Writing this down will hopefully help me to stop panicking. I am still going through this process, so I will update as I go. Maybe this can help someone else to calm down, too.

Here goes.
I, a white, 33-year-old with fair skin, green eyes and not many freckles or moles, noticed a new mole appear out of nowhere at the beginning of this year. It was unlike any other mole I have in that it was very dark and growing outwards from the skin on the right of my ribcage in a dome shape. It continued to grow so, in April, I went to my doctor, who measured it at 3mm across and sent me away reassured.
It grew and grew, both outwards and across, and then by November it started to look ulcerated and inflamed, and was burningly painful. It changed colour to black, brown and red, and had a ring of red around it on the surrounding skin. It was also peeling and bleeding. I went back to the doctors last Friday, and he measured it at 8mm across and put me straight on the NHS skin cancer 2-week pathway. This was the mole a week ago:

Although the mole is pretty symmetrical, it has the following red flag features:
‘Ugly Duckling’ sign: it is unlike my other moles/freckles
New: it appeared out of nowhere in adulthood
Evolved: it has grown and changed size (doubled in size, actually) shape, colour AND texture fairly rapidly
Diameter: it is larger than 6mm
Colour: it has changed from uniform brown to black, brown and red
It is also bleeding, crusting and very sore on and off. As I’m writing this, a week later, it looks like this:

The dermatologist evaluated my case in a remote meeting (I didn’t need to attend) on Tuesday, then I was booked in with teledermatology on Thursday afternoon.

■ TASK INSTRUCTIONS ■
Answer these questions from the account of the changing mole above:
(a) Where on the body did the new mole appear?
(b) What size did the doctor measure it at in April, and what size last Friday?
(c) On which day did the dermatologist evaluate the case in a remote meeting?

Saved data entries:
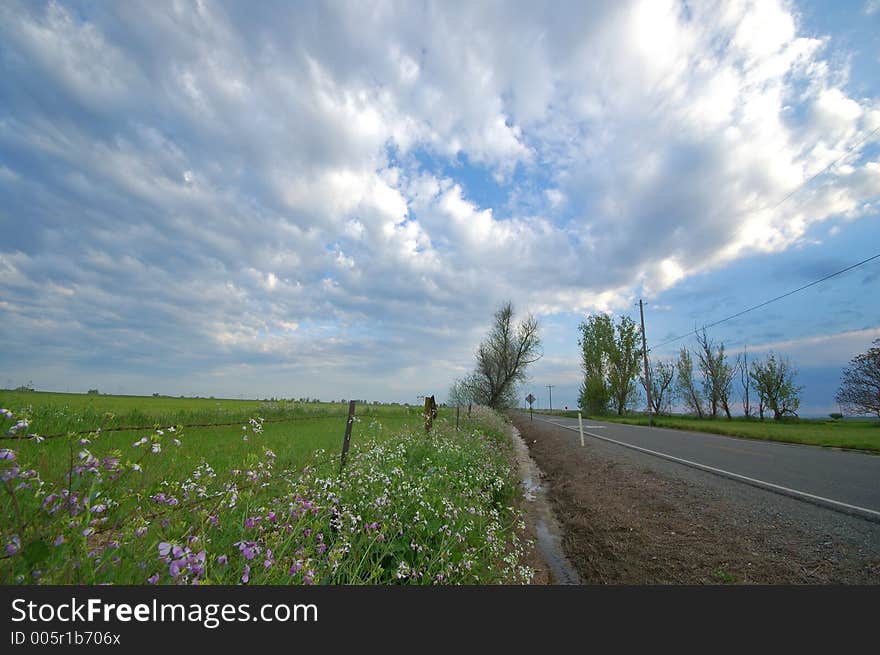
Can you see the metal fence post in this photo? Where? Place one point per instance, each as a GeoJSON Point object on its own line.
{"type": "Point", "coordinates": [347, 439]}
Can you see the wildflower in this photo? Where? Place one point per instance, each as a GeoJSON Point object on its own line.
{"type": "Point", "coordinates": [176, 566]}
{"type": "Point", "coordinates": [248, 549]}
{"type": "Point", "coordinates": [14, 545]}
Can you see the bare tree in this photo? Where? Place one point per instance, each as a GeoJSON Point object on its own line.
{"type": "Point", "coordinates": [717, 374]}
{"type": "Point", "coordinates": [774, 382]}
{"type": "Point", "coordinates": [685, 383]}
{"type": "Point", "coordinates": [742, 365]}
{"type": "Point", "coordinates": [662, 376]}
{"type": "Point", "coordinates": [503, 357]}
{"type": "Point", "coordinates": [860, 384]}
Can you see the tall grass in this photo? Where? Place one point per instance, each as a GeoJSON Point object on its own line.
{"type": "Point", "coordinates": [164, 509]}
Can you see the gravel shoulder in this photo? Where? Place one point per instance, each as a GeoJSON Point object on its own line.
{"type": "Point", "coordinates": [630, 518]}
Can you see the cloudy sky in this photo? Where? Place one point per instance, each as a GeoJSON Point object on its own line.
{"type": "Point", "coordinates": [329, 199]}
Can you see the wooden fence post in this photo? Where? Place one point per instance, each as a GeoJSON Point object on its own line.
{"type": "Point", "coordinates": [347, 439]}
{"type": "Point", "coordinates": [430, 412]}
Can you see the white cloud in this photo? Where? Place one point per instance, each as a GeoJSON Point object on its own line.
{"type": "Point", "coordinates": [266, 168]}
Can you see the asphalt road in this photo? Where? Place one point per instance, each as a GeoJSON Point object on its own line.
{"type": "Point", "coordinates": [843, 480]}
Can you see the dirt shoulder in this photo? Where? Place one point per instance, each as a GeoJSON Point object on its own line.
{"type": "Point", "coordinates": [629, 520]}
--
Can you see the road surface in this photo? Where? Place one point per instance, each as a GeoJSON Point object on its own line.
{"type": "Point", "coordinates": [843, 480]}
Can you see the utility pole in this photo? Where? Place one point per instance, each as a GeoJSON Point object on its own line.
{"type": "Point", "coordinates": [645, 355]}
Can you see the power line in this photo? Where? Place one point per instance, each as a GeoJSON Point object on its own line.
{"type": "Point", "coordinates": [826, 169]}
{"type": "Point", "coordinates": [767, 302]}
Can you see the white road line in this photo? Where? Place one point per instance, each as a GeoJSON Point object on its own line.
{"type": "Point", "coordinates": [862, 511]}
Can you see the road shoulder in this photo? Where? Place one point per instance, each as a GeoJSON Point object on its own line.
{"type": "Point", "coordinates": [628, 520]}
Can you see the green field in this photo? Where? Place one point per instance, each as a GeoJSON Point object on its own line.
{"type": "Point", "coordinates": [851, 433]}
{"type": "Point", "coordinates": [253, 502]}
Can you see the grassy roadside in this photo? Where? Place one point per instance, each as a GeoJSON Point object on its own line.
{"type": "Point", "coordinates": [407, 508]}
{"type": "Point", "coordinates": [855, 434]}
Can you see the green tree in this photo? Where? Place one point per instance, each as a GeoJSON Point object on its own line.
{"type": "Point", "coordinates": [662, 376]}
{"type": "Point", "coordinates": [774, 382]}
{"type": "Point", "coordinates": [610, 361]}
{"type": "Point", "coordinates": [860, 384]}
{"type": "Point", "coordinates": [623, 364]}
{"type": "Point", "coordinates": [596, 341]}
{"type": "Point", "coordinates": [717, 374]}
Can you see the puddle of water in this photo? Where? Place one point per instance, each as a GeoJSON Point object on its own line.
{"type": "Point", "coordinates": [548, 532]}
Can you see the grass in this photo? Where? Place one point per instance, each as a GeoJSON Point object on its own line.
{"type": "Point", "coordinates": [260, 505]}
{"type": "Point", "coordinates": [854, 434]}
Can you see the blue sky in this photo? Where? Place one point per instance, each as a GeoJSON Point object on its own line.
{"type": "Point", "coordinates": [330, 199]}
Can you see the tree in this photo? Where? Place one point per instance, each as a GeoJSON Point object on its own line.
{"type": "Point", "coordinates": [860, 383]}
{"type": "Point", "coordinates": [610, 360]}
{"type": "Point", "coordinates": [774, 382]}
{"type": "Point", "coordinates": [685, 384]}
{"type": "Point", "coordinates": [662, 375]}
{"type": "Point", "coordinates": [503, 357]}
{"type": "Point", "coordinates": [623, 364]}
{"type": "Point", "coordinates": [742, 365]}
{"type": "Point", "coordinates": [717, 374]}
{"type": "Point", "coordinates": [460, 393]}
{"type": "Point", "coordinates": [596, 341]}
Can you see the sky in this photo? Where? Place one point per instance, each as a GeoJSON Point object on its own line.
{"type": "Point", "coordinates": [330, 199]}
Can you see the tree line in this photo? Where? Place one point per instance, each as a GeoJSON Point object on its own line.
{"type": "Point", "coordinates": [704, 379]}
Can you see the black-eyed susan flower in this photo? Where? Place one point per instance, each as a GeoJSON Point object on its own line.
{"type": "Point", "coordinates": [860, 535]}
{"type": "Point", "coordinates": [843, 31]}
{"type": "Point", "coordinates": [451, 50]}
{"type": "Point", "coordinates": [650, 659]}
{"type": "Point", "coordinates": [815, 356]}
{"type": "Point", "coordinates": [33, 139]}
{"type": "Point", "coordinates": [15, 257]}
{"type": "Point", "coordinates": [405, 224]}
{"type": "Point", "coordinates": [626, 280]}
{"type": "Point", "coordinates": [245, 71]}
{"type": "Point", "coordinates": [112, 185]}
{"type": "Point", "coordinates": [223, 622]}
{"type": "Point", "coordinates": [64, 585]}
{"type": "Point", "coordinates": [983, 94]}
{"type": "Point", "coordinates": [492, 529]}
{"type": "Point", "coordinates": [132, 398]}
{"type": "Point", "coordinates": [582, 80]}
--
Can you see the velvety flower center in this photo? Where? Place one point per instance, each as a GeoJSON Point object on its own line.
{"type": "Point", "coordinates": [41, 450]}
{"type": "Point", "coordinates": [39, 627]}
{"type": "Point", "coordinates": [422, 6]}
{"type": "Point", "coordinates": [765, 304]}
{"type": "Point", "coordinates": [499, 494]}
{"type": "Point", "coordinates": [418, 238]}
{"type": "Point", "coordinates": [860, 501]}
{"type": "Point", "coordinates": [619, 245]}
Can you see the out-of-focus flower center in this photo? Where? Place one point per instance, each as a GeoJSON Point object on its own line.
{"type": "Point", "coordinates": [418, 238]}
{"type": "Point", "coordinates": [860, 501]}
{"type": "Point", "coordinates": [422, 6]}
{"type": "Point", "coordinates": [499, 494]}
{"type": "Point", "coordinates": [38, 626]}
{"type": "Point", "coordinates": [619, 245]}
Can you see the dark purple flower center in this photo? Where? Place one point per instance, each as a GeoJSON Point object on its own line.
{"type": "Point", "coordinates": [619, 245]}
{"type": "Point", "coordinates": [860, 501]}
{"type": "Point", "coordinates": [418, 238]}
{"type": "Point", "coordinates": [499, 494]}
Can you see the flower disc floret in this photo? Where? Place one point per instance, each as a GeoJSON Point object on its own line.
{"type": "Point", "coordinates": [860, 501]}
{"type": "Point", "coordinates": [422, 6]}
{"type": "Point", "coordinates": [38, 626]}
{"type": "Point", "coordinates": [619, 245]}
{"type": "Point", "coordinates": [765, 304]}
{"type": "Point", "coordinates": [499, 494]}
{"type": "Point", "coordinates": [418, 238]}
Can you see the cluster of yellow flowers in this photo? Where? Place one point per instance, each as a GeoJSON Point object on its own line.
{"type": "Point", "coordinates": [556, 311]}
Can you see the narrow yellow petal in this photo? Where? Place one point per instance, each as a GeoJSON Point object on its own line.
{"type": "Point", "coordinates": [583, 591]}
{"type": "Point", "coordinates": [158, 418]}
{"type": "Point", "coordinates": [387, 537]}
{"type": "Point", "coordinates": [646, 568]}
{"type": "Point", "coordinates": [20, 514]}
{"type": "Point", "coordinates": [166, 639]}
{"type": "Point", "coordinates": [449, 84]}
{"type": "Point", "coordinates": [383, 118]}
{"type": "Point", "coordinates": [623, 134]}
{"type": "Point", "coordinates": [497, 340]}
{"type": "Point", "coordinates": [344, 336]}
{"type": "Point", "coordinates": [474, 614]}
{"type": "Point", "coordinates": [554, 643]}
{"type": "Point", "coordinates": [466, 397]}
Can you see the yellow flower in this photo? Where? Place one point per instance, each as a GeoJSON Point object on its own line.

■ OUTPUT BELOW ■
(a) On the skin on the right of the ribcage.
(b) 3mm across in April and 8mm across last Friday.
(c) Tuesday.